Look for "blue" in the material below and show each line that contains it.
BEGIN Data under study
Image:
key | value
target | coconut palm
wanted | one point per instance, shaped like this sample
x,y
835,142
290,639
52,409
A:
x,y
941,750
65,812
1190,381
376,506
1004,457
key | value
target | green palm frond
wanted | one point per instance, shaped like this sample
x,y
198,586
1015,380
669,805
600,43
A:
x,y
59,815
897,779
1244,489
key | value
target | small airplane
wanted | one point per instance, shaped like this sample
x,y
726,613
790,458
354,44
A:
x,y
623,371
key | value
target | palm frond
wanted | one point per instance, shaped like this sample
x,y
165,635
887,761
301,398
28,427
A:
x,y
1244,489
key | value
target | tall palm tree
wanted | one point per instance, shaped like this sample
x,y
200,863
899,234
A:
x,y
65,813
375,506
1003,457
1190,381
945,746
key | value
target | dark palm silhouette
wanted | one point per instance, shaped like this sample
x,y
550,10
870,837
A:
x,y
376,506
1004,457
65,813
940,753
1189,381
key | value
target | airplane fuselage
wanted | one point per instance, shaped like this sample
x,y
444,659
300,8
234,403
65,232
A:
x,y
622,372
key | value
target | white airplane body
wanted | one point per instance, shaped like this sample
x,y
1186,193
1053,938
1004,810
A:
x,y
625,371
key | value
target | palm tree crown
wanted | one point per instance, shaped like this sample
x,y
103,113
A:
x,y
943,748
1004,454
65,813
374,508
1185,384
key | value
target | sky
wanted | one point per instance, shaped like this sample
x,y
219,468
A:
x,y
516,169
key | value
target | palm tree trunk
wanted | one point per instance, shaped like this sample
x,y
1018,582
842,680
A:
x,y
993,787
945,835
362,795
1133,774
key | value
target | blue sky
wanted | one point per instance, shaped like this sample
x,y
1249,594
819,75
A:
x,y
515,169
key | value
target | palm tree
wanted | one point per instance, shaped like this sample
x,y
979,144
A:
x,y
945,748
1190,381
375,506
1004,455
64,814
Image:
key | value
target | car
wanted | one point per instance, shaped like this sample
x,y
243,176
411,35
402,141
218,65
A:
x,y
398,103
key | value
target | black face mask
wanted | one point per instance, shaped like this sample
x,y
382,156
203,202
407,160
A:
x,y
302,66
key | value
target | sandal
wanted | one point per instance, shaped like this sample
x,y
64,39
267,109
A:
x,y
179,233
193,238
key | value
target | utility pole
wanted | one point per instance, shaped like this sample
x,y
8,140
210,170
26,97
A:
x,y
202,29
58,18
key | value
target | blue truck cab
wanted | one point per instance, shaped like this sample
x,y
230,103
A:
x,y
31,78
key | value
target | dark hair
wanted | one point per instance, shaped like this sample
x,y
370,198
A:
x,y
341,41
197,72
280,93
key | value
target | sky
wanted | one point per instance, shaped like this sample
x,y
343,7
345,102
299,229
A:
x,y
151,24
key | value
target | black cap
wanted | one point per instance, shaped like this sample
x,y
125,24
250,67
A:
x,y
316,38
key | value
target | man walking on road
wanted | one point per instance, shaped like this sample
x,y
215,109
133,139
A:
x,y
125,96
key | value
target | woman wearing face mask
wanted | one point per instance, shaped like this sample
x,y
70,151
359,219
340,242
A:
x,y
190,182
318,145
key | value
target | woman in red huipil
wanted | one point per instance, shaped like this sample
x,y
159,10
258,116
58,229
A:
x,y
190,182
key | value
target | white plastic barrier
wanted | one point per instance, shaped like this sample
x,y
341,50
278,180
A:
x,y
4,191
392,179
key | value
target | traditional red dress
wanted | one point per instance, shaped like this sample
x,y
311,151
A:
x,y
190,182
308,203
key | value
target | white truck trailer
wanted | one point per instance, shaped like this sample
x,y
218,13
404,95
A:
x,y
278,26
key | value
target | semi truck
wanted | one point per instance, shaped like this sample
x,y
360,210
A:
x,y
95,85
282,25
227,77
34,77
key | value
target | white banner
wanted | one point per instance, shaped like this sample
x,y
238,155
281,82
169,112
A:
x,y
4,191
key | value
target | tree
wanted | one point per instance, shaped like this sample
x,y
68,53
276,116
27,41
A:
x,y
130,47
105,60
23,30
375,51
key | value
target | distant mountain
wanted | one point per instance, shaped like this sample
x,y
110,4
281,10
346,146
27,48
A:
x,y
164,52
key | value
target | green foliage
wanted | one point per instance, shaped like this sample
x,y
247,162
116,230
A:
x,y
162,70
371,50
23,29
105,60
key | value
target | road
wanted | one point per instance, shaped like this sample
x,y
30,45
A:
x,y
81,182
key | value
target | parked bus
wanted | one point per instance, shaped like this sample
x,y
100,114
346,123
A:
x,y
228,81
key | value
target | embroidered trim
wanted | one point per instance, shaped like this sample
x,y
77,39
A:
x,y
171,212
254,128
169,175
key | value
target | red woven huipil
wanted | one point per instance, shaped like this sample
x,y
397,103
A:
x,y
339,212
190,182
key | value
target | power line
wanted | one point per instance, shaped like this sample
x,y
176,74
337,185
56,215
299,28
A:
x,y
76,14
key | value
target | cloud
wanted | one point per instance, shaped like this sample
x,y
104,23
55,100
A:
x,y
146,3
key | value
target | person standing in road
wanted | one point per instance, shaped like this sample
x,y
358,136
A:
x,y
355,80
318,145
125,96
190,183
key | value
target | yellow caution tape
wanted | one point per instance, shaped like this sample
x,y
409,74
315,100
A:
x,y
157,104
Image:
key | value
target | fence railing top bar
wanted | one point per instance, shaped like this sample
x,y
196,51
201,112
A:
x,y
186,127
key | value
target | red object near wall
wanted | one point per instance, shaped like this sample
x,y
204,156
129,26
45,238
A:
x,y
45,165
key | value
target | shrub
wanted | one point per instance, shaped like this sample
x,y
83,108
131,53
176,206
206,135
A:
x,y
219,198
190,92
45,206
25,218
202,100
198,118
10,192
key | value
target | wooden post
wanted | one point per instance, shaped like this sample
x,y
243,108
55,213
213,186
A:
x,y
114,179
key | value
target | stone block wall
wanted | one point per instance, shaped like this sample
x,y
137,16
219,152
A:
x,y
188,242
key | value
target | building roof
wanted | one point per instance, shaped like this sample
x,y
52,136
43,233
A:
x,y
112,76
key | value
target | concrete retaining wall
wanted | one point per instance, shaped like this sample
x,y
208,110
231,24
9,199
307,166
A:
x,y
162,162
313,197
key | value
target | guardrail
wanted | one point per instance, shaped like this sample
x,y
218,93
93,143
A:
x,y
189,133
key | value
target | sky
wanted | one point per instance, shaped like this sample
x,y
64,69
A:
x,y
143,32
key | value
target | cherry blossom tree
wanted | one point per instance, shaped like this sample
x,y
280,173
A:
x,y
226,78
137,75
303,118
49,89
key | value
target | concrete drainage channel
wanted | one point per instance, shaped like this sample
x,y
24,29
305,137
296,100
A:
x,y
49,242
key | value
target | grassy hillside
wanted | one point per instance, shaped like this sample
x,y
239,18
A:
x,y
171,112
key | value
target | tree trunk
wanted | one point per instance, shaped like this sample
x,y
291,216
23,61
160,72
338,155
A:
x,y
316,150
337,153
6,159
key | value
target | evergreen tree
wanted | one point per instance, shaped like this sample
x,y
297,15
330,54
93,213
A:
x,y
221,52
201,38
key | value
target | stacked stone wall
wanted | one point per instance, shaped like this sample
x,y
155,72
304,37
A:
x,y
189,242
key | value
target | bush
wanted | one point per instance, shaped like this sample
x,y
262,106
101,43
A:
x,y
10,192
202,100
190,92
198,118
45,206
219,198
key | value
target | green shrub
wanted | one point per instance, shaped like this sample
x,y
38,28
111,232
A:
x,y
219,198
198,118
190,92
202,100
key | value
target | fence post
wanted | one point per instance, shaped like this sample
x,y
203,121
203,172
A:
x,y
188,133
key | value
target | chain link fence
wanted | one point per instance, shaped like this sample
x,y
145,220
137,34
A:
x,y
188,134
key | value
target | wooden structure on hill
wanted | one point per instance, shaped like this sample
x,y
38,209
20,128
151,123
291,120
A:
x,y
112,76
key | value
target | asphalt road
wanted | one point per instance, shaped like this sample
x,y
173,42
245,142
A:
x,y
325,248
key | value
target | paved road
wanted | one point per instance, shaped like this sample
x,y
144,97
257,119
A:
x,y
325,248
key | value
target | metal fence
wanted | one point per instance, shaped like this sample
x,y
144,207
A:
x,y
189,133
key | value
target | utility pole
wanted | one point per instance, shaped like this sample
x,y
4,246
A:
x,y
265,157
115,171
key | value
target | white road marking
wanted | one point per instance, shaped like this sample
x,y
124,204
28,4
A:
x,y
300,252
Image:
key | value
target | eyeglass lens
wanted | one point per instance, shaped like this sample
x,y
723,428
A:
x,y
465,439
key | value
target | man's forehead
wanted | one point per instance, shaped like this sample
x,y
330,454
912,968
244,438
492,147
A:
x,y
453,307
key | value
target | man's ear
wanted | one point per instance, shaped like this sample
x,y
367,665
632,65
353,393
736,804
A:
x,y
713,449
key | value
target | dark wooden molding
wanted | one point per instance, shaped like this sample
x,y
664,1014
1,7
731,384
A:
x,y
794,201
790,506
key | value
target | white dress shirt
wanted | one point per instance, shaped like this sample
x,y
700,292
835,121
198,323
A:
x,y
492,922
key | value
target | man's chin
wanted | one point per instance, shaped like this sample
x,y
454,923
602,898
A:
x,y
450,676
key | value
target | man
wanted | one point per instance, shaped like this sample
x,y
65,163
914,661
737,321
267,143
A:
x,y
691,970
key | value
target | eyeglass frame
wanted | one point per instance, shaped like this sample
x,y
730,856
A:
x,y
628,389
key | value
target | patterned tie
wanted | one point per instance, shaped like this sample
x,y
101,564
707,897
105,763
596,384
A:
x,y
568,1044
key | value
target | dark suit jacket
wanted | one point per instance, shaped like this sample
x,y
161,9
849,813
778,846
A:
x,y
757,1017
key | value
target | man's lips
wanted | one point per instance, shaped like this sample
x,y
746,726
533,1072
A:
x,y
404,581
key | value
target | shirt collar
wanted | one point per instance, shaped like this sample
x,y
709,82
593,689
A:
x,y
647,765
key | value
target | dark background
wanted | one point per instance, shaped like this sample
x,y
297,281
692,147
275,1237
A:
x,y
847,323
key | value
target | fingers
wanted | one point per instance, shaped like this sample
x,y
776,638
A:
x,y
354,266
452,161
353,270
END Data under study
● Task response:
target | blue sky
target | blue truck cab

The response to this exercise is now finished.